● EXERCISE 1
Read the economic cycles text below and decide whether each statement agrees with it: (a) the Eurozone was the first to tighten monetary policy; (b) Moëc forecasts that the US will grow at 2.2 per cent next year; (c) Robertson says the US economy is certain to avoid a hard landing. Answer yes or no for each, quoting the words of the text that decide it.
● EXERCISE 2
From the economic cycles text below, set down the part that opens with the words containing "Ever-decreasing cycles" and closes with "respective economic cycles.", copying every word and mark precisely.

● TEXT EXCERPT
Ever-decreasing cycles
The economist Joseph Schumpeter said it is generally regarded that there are four stages to the economic cycle in which the world operates: prosperity, recession, depression and revival.
Central banks aim to lift interest rates at times of prosperity in order to soften the pain of recession and depression, and cut rates during the downturn to stimulate the revival.
In many ways, the progress of the easing of pandemic restrictions has determined the place the different developed market economies are in in their respective economic cycles.
The US lifted restrictions first and so moved from depression to revival first, the UK was second, and the Eurozone third. And when it comes to monetary policy, the US was first to tighten, the UK second, and the Eurozone third.
Another factor to consider here is the differing nature of policymakers' responses to the pandemic. It is also relevant to any reading of GDP data, as economies move between the cycles at different speeds.
In the US, individual households were sent cheques by the government. The effect of this now, according to Robertson, is that while the US is having high inflation, much of which is coming from demand exceeding supply, this is not the case in the Eurozone and UK.
He adds: "Of course that is positive for economic growth in the US. I don’t think consumer demand will slow down much there.”
Moëc says it is “in all the textbooks”, that it is easier for policymakers to combat inflation that comes from the demand side of the economy than from the supply side.
Additionally, this is a positive for the US economic outlook, while the inflation in the UK and Eurozone is driven by supply-side inflation, which is more difficult to tackle.
Gerard Lyons, chief economic strategist at Netwealth, says an effect of recent years may be that “economic cycles seem to be shorter”, and it may be premature to declare that inflation has peaked as the war on Ukraine continues.
Robertson says that despite the US having stronger levels of economic demand, it is not a given that the economy will avoid a “hard landing” as it moves through the phases of the economic cycle.
According to Moëc, the difference in GDP growth between the Eurozone and the US will be particularly stark next year, with his forecast being that the US grows at 2.2 per cent, and the Eurozone at 1.7 per cent – a material gap, but one that is in line with historic norms.

● EXTRACTED INFORMATION
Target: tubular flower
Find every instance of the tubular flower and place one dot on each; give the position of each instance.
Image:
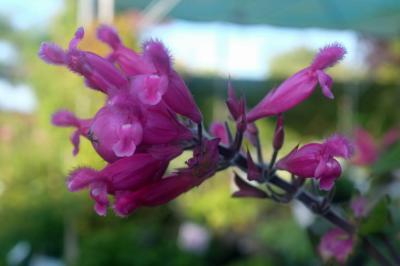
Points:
(201, 166)
(336, 244)
(135, 84)
(138, 130)
(317, 160)
(153, 77)
(300, 86)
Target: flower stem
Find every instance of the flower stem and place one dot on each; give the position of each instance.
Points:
(375, 253)
(303, 196)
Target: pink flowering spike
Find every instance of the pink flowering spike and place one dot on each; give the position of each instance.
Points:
(279, 135)
(359, 206)
(328, 56)
(290, 93)
(336, 244)
(233, 102)
(300, 86)
(325, 81)
(253, 173)
(155, 52)
(218, 130)
(390, 138)
(98, 192)
(160, 119)
(366, 151)
(180, 100)
(317, 160)
(150, 88)
(129, 136)
(246, 190)
(52, 54)
(81, 178)
(132, 173)
(157, 193)
(115, 132)
(339, 146)
(130, 62)
(108, 35)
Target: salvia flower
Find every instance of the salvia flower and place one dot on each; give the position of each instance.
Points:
(317, 160)
(136, 110)
(336, 244)
(201, 166)
(152, 74)
(300, 86)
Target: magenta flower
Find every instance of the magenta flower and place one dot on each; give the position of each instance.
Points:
(336, 244)
(366, 151)
(300, 86)
(200, 167)
(127, 174)
(316, 160)
(152, 74)
(135, 111)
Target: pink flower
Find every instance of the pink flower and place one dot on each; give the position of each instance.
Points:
(115, 133)
(336, 244)
(201, 166)
(99, 73)
(317, 160)
(366, 151)
(300, 86)
(127, 174)
(137, 107)
(154, 77)
(218, 130)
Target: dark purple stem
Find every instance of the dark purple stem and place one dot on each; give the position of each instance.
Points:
(303, 196)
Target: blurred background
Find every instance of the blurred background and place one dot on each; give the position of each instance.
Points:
(258, 44)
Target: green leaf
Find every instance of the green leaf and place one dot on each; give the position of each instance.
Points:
(378, 218)
(388, 161)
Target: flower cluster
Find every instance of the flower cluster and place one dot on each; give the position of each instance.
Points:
(140, 128)
(148, 117)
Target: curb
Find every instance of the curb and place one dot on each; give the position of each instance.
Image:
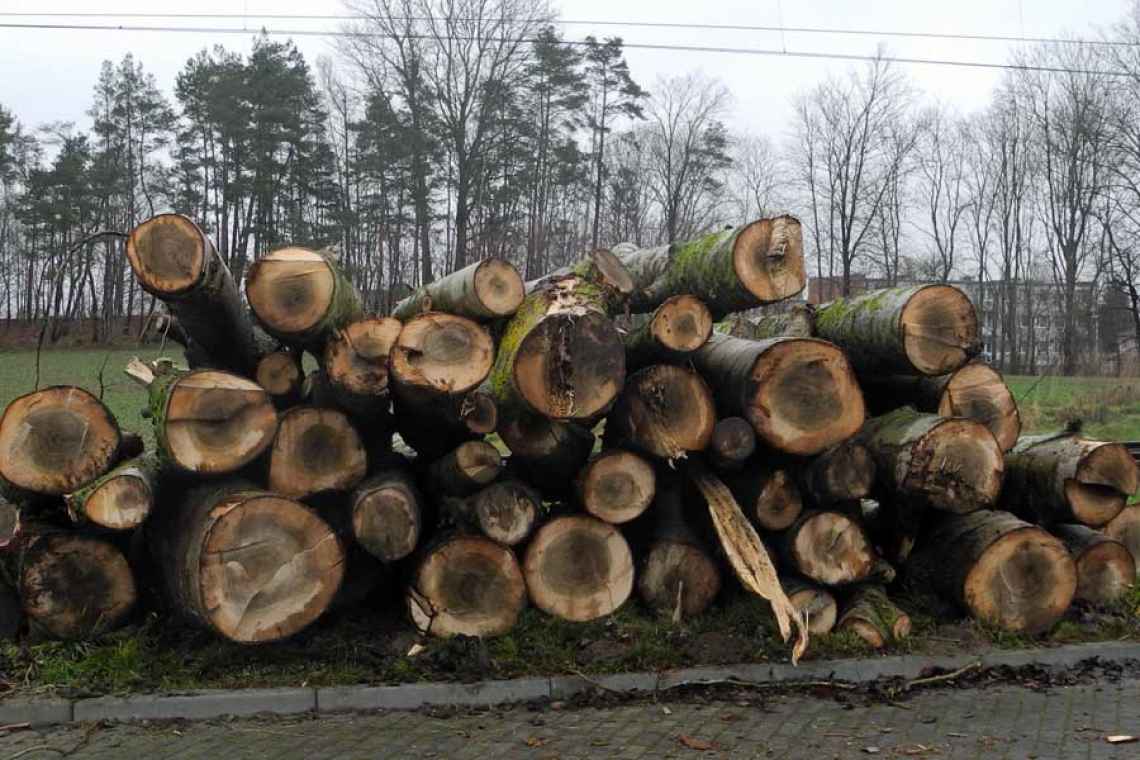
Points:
(217, 703)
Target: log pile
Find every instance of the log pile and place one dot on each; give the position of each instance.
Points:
(562, 443)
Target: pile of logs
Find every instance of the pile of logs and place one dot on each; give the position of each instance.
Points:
(625, 424)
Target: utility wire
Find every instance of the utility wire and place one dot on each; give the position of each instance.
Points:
(636, 46)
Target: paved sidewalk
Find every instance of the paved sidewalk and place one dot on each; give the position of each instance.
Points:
(1007, 721)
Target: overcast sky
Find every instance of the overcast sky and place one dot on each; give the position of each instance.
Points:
(48, 75)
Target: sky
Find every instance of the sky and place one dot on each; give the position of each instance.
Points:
(47, 75)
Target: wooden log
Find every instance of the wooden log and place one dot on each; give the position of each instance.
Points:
(1001, 570)
(1125, 529)
(487, 289)
(732, 444)
(55, 440)
(664, 410)
(250, 565)
(975, 391)
(388, 514)
(676, 328)
(176, 262)
(119, 500)
(952, 465)
(925, 329)
(870, 614)
(799, 394)
(301, 296)
(466, 586)
(1068, 479)
(616, 485)
(1105, 568)
(732, 270)
(316, 450)
(206, 422)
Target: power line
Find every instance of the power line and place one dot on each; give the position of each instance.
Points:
(633, 24)
(637, 46)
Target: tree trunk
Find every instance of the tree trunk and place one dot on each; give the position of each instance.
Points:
(301, 296)
(578, 569)
(760, 262)
(975, 391)
(176, 262)
(664, 410)
(1068, 479)
(251, 565)
(56, 440)
(466, 586)
(1002, 571)
(953, 465)
(926, 329)
(487, 289)
(799, 394)
(1105, 568)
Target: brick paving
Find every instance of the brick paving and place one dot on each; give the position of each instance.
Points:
(1007, 721)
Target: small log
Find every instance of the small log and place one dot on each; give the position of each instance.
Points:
(925, 329)
(799, 394)
(733, 442)
(487, 289)
(388, 516)
(1105, 568)
(616, 485)
(316, 450)
(952, 465)
(757, 263)
(250, 565)
(1068, 479)
(578, 568)
(664, 410)
(1001, 570)
(674, 331)
(301, 296)
(55, 440)
(466, 586)
(176, 262)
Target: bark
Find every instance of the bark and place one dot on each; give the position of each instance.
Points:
(799, 394)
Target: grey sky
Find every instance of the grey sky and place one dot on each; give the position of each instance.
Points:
(48, 75)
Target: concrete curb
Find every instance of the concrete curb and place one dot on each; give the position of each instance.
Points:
(217, 703)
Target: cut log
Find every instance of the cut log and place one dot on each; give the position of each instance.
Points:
(760, 262)
(799, 394)
(466, 586)
(616, 485)
(1105, 568)
(870, 614)
(487, 289)
(206, 422)
(465, 470)
(829, 548)
(674, 331)
(1068, 479)
(925, 329)
(316, 450)
(301, 296)
(1125, 529)
(120, 499)
(388, 514)
(733, 442)
(176, 262)
(975, 391)
(55, 440)
(953, 465)
(578, 568)
(251, 565)
(1002, 571)
(664, 410)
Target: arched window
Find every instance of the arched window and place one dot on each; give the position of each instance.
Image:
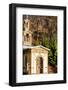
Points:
(26, 37)
(39, 65)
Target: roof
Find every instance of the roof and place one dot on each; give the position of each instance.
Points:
(39, 46)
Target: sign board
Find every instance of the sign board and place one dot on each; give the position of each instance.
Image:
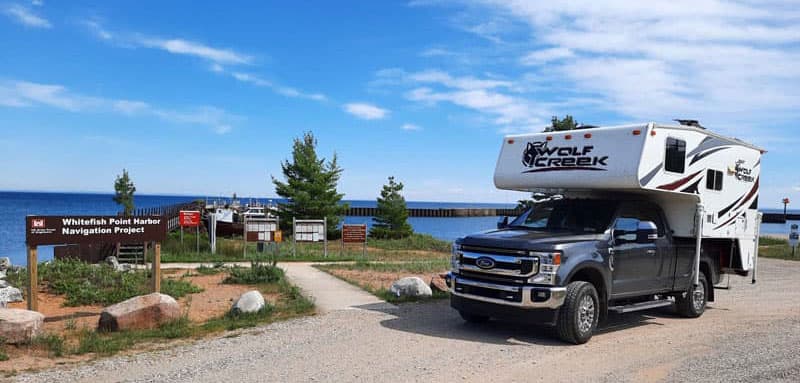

● PROBLEM SOLUTION 1
(a) No: "the US was first to tighten, the UK second, and the Eurozone third."
(b) Yes: "his forecast being that the US grows at 2.2 per cent"
(c) No: "it is not a given that the economy will avoid a “hard landing”"

● PROBLEM SOLUTION 2
Ever-decreasing cycles
The economist Joseph Schumpeter said it is generally regarded that there are four stages to the economic cycle in which the world operates: prosperity, recession, depression and revival.
Central banks aim to lift interest rates at times of prosperity in order to soften the pain of recession and depression, and cut rates during the downturn to stimulate the revival.
In many ways, the progress of the easing of pandemic restrictions has determined the place the different developed market economies are in in their respective economic cycles.